__The task__.
Format every line of the items below as a Markdown table with the columns Row and Line. Give each row a number and skip any blank lines.

__Entries shown__.
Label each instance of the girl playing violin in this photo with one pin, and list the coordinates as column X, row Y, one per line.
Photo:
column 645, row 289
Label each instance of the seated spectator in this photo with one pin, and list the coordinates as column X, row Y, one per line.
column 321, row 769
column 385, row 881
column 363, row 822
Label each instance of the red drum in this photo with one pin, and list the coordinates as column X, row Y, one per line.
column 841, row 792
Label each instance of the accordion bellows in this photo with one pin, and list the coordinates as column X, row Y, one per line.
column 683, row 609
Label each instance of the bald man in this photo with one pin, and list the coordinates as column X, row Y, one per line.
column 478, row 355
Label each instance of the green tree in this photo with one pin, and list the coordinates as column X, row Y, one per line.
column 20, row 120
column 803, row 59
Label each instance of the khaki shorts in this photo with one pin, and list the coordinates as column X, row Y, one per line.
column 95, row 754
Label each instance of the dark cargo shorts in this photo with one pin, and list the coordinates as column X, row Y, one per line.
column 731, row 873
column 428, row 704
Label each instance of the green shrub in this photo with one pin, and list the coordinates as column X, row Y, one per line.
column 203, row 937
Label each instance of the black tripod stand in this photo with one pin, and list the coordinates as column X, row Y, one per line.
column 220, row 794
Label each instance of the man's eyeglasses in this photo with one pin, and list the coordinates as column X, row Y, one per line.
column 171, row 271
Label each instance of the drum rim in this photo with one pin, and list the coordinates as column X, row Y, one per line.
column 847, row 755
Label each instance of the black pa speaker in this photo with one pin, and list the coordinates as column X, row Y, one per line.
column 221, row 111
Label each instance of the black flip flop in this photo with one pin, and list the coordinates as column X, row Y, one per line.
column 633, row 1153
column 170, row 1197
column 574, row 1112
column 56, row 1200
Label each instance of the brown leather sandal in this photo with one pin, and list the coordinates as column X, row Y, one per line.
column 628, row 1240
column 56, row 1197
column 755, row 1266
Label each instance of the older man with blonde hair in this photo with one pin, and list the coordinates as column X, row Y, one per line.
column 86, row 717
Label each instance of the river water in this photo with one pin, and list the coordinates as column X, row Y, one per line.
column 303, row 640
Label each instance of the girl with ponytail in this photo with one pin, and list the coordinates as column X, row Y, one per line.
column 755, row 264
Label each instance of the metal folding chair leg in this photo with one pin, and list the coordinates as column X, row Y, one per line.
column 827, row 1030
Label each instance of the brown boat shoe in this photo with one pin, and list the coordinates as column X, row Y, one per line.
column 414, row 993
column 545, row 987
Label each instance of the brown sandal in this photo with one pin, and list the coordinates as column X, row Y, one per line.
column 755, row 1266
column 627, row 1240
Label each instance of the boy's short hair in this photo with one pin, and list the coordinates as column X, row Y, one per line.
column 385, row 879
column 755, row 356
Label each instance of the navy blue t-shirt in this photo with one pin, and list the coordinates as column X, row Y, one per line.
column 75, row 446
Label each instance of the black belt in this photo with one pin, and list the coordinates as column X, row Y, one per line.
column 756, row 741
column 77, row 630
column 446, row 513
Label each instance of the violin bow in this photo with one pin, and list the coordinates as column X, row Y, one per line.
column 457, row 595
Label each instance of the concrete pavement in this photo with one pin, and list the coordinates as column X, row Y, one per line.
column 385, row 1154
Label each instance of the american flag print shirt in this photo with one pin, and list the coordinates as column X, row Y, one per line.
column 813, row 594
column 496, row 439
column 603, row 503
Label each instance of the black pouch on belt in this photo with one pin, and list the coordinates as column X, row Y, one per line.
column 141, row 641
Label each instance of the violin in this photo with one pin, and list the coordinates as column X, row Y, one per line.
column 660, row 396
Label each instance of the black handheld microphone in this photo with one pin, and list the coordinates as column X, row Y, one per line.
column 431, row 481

__Output of the task__.
| Row | Line |
|---|---|
| 1 | Label each instance of the girl playing violin in this photo with one pin, and list the coordinates as column X, row Y, one per line. |
| 2 | Photo: |
| 3 | column 645, row 289 |
| 4 | Label each instance of the seated spectator in this photo with one pin, and list the coordinates as column X, row Y, one per line. |
| 5 | column 321, row 769 |
| 6 | column 385, row 881 |
| 7 | column 363, row 822 |
| 8 | Label each instance of the red drum in this photo with one pin, and list the coordinates as column X, row Y, one per line. |
| 9 | column 841, row 792 |
| 10 | Label each instance of the accordion bellows in this photo with one pin, and list the coordinates as column X, row Y, one per line. |
| 11 | column 683, row 609 |
| 12 | Label each instance of the bald man in this photo with one pin, and list the coordinates as column X, row Y, one per line. |
| 13 | column 478, row 355 |
| 14 | Label each instance of the green tree in this photo with one pin, and list the coordinates as column X, row Y, one per line. |
| 15 | column 20, row 120 |
| 16 | column 803, row 59 |
| 17 | Label each instance of the khaki shorts in this photo with one pin, and list the coordinates as column X, row Y, one per line. |
| 18 | column 95, row 754 |
| 19 | Label each instance of the dark cargo shorts in this photo with one pin, and list the coordinates as column X, row Y, one per line. |
| 20 | column 731, row 873 |
| 21 | column 428, row 704 |
| 22 | Label each instance of the green shrub in this photo with one pin, and list the coordinates as column X, row Y, one per line. |
| 23 | column 203, row 937 |
| 24 | Label each instance of the black tripod stand in this photo with one pin, and list the coordinates as column X, row Y, one per line. |
| 25 | column 220, row 794 |
| 26 | Label each instance of the man's eyeglasses in this photo with one pin, and list the coordinates as column X, row Y, one per line. |
| 27 | column 171, row 271 |
| 28 | Label each instance of the drum rim in this photo with one pin, and list the coordinates as column X, row Y, one per line. |
| 29 | column 847, row 755 |
| 30 | Label each instance of the black pa speaker in this photo with one pin, and list the coordinates as column X, row Y, one per line. |
| 31 | column 221, row 111 |
| 32 | Label each instance of the black flip flop in this photo with one pin, and list the coordinates as column X, row Y, one per line. |
| 33 | column 633, row 1153 |
| 34 | column 170, row 1197 |
| 35 | column 574, row 1112 |
| 36 | column 56, row 1200 |
| 37 | Label each instance of the brown leather sandal in this photo with one pin, and list the coordinates as column X, row Y, one per line. |
| 38 | column 628, row 1240 |
| 39 | column 56, row 1197 |
| 40 | column 755, row 1266 |
| 41 | Label each instance of the older man with blonde hair in this photo with one pin, and list the coordinates as column X, row Y, one per line. |
| 42 | column 86, row 717 |
| 43 | Label each instance of the river water in this photo with one pin, and list the coordinates as column X, row Y, one per line. |
| 44 | column 303, row 640 |
| 45 | Label each instance of the girl with ponytail in this photo with one pin, and list the coordinates as column X, row Y, one per line. |
| 46 | column 755, row 264 |
| 47 | Label each instance of the metal folding chair leg in this photo with one pin, and list the coordinates as column X, row Y, one per line. |
| 48 | column 827, row 1030 |
| 49 | Label each instance of the brown boat shoe in this photo with one pin, and list the coordinates as column X, row Y, one per line. |
| 50 | column 414, row 993 |
| 51 | column 545, row 987 |
| 52 | Label each instance of the brown sandal in this photo with one pin, and list the coordinates as column X, row Y, one per line. |
| 53 | column 755, row 1266 |
| 54 | column 627, row 1240 |
| 55 | Label each instance of the boy's short hair in this photo with one pin, and list the coordinates as column X, row Y, one per line. |
| 56 | column 385, row 879 |
| 57 | column 755, row 356 |
| 58 | Label each instance of the navy blue t-shirt in this photo with one pin, and list the coordinates as column X, row Y, one per line. |
| 59 | column 75, row 446 |
| 60 | Label each instance of the black belt in this photo with one pin, and list the coordinates as column X, row Y, one per line. |
| 61 | column 756, row 741 |
| 62 | column 77, row 630 |
| 63 | column 446, row 513 |
| 64 | Label each instance of the violin bow in this photo with one pin, and list the coordinates as column X, row Y, one per line. |
| 65 | column 457, row 595 |
| 66 | Label each instance of the concrete pavement in this photo with one pin, and list the coordinates as column X, row Y, one per line. |
| 67 | column 385, row 1154 |
| 68 | Label each instance of the american flag print shirt in this photo with one pin, and list the coordinates as column X, row Y, one per line. |
| 69 | column 813, row 594 |
| 70 | column 496, row 439 |
| 71 | column 603, row 503 |
| 72 | Label each instance of the black pouch on belt in this photo with one pin, and list the coordinates as column X, row Y, one per line. |
| 73 | column 141, row 641 |
| 74 | Label each instance of the violin in this photo with one pin, and list the coordinates as column X, row Y, one per line. |
| 75 | column 660, row 396 |
| 76 | Label each instance of the black handheld microphone in this photo with one pin, and list the coordinates as column X, row Y, one per line. |
| 77 | column 431, row 481 |